TASK STATEMENT.
Copy the material below word for word, keeping every line and its order unchanged.

--------------------------------------------------

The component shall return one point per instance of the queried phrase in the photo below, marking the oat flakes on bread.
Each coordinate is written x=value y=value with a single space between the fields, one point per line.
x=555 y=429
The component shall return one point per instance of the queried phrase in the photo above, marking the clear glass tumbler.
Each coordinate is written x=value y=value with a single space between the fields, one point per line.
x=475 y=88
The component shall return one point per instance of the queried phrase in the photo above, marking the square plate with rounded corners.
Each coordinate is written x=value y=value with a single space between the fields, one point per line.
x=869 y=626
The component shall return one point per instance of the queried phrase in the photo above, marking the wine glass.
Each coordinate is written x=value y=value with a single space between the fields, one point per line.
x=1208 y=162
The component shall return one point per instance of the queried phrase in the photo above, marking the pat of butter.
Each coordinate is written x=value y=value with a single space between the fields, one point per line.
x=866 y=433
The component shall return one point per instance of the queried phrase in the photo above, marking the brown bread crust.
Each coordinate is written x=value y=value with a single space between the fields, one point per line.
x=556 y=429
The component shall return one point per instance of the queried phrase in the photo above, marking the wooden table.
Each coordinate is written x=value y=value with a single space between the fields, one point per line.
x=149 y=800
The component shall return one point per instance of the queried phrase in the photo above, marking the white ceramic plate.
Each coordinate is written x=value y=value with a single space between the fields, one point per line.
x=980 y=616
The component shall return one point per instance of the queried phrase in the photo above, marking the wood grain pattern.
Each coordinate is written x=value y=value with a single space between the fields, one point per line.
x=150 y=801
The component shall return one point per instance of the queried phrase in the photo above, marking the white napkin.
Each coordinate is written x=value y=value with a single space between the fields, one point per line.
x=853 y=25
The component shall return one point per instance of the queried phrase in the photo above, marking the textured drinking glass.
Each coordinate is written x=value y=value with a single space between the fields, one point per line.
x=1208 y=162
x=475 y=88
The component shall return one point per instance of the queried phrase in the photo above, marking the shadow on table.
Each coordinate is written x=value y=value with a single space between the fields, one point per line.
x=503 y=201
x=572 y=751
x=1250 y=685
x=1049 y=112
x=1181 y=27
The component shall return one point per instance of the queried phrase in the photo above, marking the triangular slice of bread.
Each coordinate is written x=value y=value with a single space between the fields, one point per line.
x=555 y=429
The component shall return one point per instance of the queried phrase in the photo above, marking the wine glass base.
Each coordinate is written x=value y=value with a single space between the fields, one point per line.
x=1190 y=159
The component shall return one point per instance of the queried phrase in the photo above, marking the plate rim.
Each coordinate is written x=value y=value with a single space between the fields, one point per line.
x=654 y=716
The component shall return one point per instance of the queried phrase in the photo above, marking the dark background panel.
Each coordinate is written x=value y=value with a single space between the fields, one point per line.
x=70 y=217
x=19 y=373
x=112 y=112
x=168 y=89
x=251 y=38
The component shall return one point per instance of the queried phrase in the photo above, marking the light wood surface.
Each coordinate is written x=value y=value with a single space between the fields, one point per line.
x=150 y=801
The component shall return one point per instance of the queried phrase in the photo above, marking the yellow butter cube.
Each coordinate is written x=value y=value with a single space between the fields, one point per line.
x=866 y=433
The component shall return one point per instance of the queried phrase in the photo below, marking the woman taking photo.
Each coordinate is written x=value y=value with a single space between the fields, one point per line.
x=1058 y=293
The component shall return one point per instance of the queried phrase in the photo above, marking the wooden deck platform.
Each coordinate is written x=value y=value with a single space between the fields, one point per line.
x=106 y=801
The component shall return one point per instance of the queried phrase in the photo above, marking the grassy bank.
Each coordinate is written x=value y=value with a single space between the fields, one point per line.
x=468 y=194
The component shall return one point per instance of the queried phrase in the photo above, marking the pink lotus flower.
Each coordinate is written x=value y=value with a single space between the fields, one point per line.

--------------------------------------------------

IN RESPONSE.
The component shall return one point per instance of the queried phrase in the photo below, marking the oat flakes on bread.
Each coordinate is written x=value y=value with a single space between the fields, one point per line.
x=555 y=429
The component shall return one point per instance of the queried phrase in the photo above, marking the clear glass tumbler.
Each coordinate is written x=value y=value with a single space between the fields, one point per line.
x=475 y=88
The component shall return one point per instance of the queried phrase in the photo above, marking the square plate with rounded corners.
Each coordinate is written x=value y=value with a single space between the fields, one point per line.
x=869 y=626
The component shall return one point per instance of the queried phrase in the photo above, marking the wine glass.
Each coordinate is written x=value y=value with a single space between the fields, one point per line.
x=1208 y=162
The component shall return one point per instance of the queried phrase in the photo above, marking the pat of butter.
Each coordinate is written x=value y=value with a single space between the fields, one point per line.
x=866 y=433
The component shall return one point per instance of the queried phrase in the photo above, marking the brown bread crust.
Each coordinate is written x=value y=value with a single space between the fields, one point per line.
x=556 y=429
The component shall return one point per instance of the queried phrase in the photo above, marking the wooden table.
Each coordinate is written x=value y=value with a single space between the fields, one point per line.
x=149 y=800
The component shall return one point per instance of the queried phrase in the photo above, marking the white ceramic plate.
Each coordinate is written x=value y=value with a single space between the fields, one point per line.
x=980 y=616
The component shall return one point per instance of the queried phrase in the photo above, marking the wood grain pattern.
Each coordinate is written x=value y=value with a single space between the fields, one point per line.
x=150 y=801
The component shall return one point per instance of the queried phrase in the photo above, marking the white napkin.
Each coordinate is written x=value y=value with a single space between the fields, one point per line.
x=853 y=25
The component shall return one point per instance of the queried phrase in the photo above, marking the textured drinking glass.
Each coordinate is written x=value y=value with a single space between the fields, one point per line.
x=1208 y=162
x=475 y=88
The component shall return one point per instance of the queried phrase in the photo above, marking the shadow on table.
Each coordinate is written x=value y=value with a single space between the fields, one point per line.
x=503 y=201
x=572 y=751
x=1250 y=685
x=1049 y=112
x=1181 y=27
The component shall return one point per instance of the queried phrase in the photo above, marking the triangular slice of bread.
Each coordinate is written x=value y=value with a single space between the fields, one point per line.
x=555 y=429
The component shall return one point per instance of the queried phrase in the photo above, marking the wine glass base.
Each coordinate is written x=value y=value with a single space between the fields, one point per line.
x=1190 y=159
The component shall return one point per instance of the queried phrase in the photo above, marking the plate rim.
Each coordinate is written x=value y=value with a single space between the fields, one point per line.
x=654 y=716
The component shall return one point per instance of the queried phrase in the photo above, marking the dark background panel.
Each coordinate is written x=value y=value with a single space between the fields, one point per line.
x=70 y=217
x=19 y=373
x=112 y=112
x=168 y=89
x=251 y=38
The component shall return one point per instance of the queried phrase in the photo above, marking the light wood surface.
Each coordinate is written x=value y=value with a single space between the fields, one point per line.
x=150 y=801
The component shall return one point per instance of the queried phrase in the photo above, marking the yellow butter cube.
Each coordinate is written x=value y=value with a single space between the fields, one point per line.
x=866 y=433
The component shall return one point per instance of the queried phrase in the photo below, marking the woman taking photo.
Each coordinate is written x=value y=value with a single space between the fields, one point per line.
x=1058 y=293
The component shall return one point per instance of the queried phrase in the photo above, marking the wooden deck platform.
Each coordinate is written x=value y=value with a single space between the fields, one point per line.
x=106 y=801
The component shall return one point per instance of the queried phrase in the photo above, marking the grassy bank.
Each coordinate is written x=value y=value with a single space between the fields, one point per line.
x=468 y=194
The component shall return one point per instance of the queried phrase in the photo above, marking the pink lotus flower.
Each coordinate is written x=value y=value with a single space between the fields, one point per line.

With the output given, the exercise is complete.